▶ Excerpted passage
>>>>

ROC AUC and Precision-Recall AUC provide scores that summarize the curves and can be used to compare classifiers.
ROC Curves and ROC AUC can be optimistic on severely imbalanced classification problems with few samples of the minority class.

Do you have any questions?
Ask your questions in the comments below and I will do my best to answer.

Get a Handle on Imbalanced Classification!

Develop Imbalanced Learning Models in Minutes

...with just a few lines of python code

Discover how in my new Ebook:
Imbalanced Classification with Python

It provides self-study tutorials and end-to-end projects on:
Performance Metrics, Undersampling Methods, SMOTE, Threshold Moving, Probability Calibration, Cost-Sensitive Algorithms
and much more...

Bring Imbalanced Classification Methods to Your Machine Learning Projects

See What's Inside

61 Responses to ROC Curves and Precision-Recall Curves for Imbalanced Classification

Xingsheng Qian January 6, 2020 at 4:30 pm #

Thanks for sharing, it’s a good reading!

Reply
- Jason Brownlee January 7, 2020 at 7:17 am #
  
  You’re welcome!
  
  Reply
- Temitope Mamukuyomi January 10, 2020 at 8:36 am #
  
  Thanks for the tutorial.
  
  1. Other metrics to check for model validation are the summary of the model containing the estimates. What inference can we deduct from those estimates?
  
  2. Reason why I said this is because if it were to be a real life situation and not random number generated from the machine.
  
  3. Then, after discovering that the fitted model has a very low precision (i.e. <0.5) is it fair to go ahead to use this model for unseen data (predictions)?
  If not, what is the way forward?
  
  Reply
  - Jason Brownlee January 10, 2020 at 1:36 pm #
    
    If a model performs better than a naive model, then it has skill.
    
    You can decide whether you want to use it or continue to test new models to see if you can perform better.
    
    Testing new models ends when you run out of time/resources or when the result is good enough for project stakeholders.
    
    Reply
Greg January 7, 2020 at 7:57 am #

Great article as usual! I appreciate all you do for the community.

Reply
- Jason Brownlee January 7, 2020 at 1:45 pm #
  
  Thanks Greg!
  
  Reply
marco January 7, 2020 at 10:52 pm #

Hello Jason,
a question about Feature Extraction and Feature Selection.
Can they be classified as Unsupervised Machine Learning?
Can be useful using Feature Extraction and Feature Selection with Keras?
Can you please explain in easy words what are difference between both and what they are for?
Do you have any simple example?
Thanks a lot,
Marco

Reply
- Jason Brownlee January 8, 2020 at 8:26 am #
  
  Maybe. They are not really a learning algorithm.

<<<<

▶ Given problem A
Rewrite the paragraph of the ROC curve thread that begins "ROC AUC and Precision-Recall AUC provide scores" as a short bulleted list, keeping its main facts.
▶ Given problem B
Pick up the ROC curve thread right after its last sentence and write what comes next.
You can do this work without the data that comes after it.

▶ Entries
>>>>

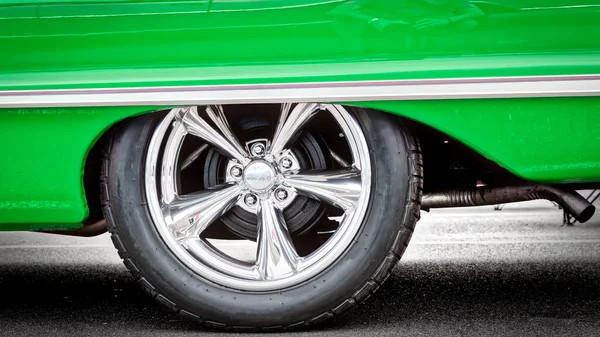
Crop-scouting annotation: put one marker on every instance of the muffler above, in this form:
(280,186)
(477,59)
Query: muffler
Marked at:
(570,201)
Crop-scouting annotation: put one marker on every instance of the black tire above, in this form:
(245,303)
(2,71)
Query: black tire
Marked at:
(391,217)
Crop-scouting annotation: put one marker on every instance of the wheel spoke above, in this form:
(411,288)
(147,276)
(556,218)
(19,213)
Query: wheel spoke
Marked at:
(189,215)
(288,126)
(226,143)
(276,255)
(340,188)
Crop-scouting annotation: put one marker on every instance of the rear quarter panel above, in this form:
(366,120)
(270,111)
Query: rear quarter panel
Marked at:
(50,45)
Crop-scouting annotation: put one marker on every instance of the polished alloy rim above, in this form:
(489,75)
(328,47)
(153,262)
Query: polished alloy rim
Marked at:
(263,177)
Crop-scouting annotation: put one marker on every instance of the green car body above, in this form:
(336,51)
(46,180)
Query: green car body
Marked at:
(516,81)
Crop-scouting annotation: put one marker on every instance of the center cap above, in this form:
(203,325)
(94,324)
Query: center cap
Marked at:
(259,176)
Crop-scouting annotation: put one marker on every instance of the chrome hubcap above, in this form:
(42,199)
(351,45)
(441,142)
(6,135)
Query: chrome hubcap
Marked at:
(263,178)
(259,176)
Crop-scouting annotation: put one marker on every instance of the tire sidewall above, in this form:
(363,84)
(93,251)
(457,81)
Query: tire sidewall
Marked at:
(155,264)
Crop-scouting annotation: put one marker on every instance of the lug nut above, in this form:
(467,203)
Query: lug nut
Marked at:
(250,199)
(236,172)
(281,194)
(258,149)
(285,162)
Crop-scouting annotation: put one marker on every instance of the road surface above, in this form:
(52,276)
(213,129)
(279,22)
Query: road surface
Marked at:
(469,272)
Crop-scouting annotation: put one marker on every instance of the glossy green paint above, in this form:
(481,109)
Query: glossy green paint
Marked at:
(42,162)
(47,44)
(92,43)
(541,139)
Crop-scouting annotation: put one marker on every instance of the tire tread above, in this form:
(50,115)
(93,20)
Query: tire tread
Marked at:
(383,272)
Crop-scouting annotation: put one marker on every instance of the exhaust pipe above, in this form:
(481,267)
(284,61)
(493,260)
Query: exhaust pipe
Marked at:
(570,201)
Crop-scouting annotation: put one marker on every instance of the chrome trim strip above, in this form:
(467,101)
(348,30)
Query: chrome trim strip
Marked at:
(353,91)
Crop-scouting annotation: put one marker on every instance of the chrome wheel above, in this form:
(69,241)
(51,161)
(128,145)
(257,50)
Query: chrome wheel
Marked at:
(261,178)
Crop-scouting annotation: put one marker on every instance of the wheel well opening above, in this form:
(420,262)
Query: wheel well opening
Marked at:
(91,176)
(450,164)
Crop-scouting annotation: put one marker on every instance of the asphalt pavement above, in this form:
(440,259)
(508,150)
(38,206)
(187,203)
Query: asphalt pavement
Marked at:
(467,272)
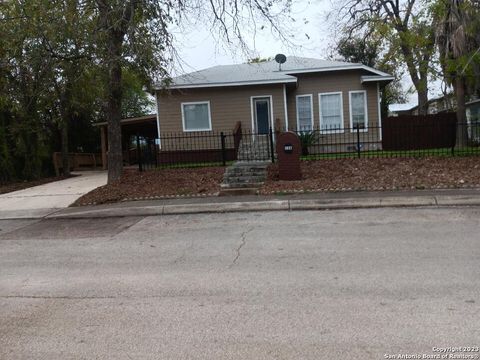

<<<<

▶ Response A
- ROC AUC and Precision-Recall AUC give scores that summarize the curves and can be used to compare classifiers.
- ROC curves and ROC AUC can be too optimistic on severely imbalanced problems with few minority-class samples.

▶ Response B
  
  Yes, but it depends on the type of problem.
  
  Feature selection controls which inputs from the data to feed into the model. Feature extraction provides a view or projection of the raw features as input to the model. Most neural nets will perform feature extraction automatically, e.g. a CNN for image classification.
  
  Reply
marco January 8, 2020 at 6:40 pm #

Thanks Jason.
as far I can understand it seems to me that there is sort of sequence: first Feature selection then Feature extraction. Right?
and the result in the extraction phase maybe the same of selection (the previous phase)?
i.e. the dataset in the extraction phase maybe the same of selection?
Thanks

Reply
- Jason Brownlee January 9, 2020 at 7:24 am #
  
  Perhaps. It really depends on the data and the models.
  
  For example, ensembles of decision trees perform an automatic type of feature selection. Neural nets perform an automatic type of feature extraction, etc.
  
  With audio/txt data and standard ml algorithms, feature extraction is pretty much a required step. On text data, not at all, unless you call it feature engineering.
  
  So on. It’s complicated.
  
  Reply
Markus January 9, 2020 at 8:08 am #

Hi

What do you exactly mean with “crisp class labels”? Especially the word crisp?

Thanks

Reply
- Jason Brownlee January 9, 2020 at 8:15 am #
  
  Good question.
  
  I mean label per sample, as opposed to probability of class membership for each sample.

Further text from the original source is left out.